* **Task to complete**
A verbatim reproduction of the lines below, from the line containing "Query: elephant head" through the line containing "Query: shadow on wall", both ends included, is the whole required output.

* **Data excerpts**
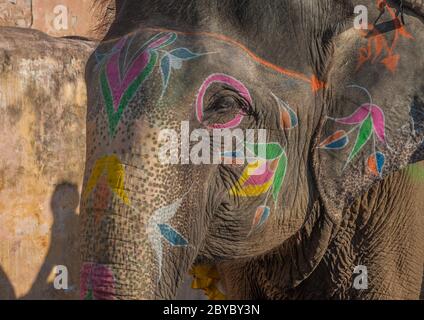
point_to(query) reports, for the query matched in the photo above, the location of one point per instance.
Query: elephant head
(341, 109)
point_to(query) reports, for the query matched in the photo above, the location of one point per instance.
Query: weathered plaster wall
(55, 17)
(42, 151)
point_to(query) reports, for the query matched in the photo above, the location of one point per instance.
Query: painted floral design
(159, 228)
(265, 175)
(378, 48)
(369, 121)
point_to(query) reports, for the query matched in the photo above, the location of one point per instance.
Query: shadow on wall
---
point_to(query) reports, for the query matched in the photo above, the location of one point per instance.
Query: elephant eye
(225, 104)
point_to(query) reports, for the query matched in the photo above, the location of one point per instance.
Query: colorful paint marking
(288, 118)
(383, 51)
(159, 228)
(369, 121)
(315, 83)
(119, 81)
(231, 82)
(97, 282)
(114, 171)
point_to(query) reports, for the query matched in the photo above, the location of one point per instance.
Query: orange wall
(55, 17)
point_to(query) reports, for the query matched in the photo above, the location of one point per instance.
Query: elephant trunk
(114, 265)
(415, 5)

* **Answer section**
Query: elephant head
(341, 109)
point_to(query) reports, for the query matched in the photo above, the location of one point per instance.
Query: weathered plaster wall
(55, 17)
(42, 151)
point_to(query) reports, for the query matched in the photo above, the location of one point per instance.
Query: painted floral design
(159, 228)
(265, 175)
(378, 48)
(369, 121)
point_to(query) reports, for the query matched in the photo above, the location of one point per instance.
Query: shadow on wall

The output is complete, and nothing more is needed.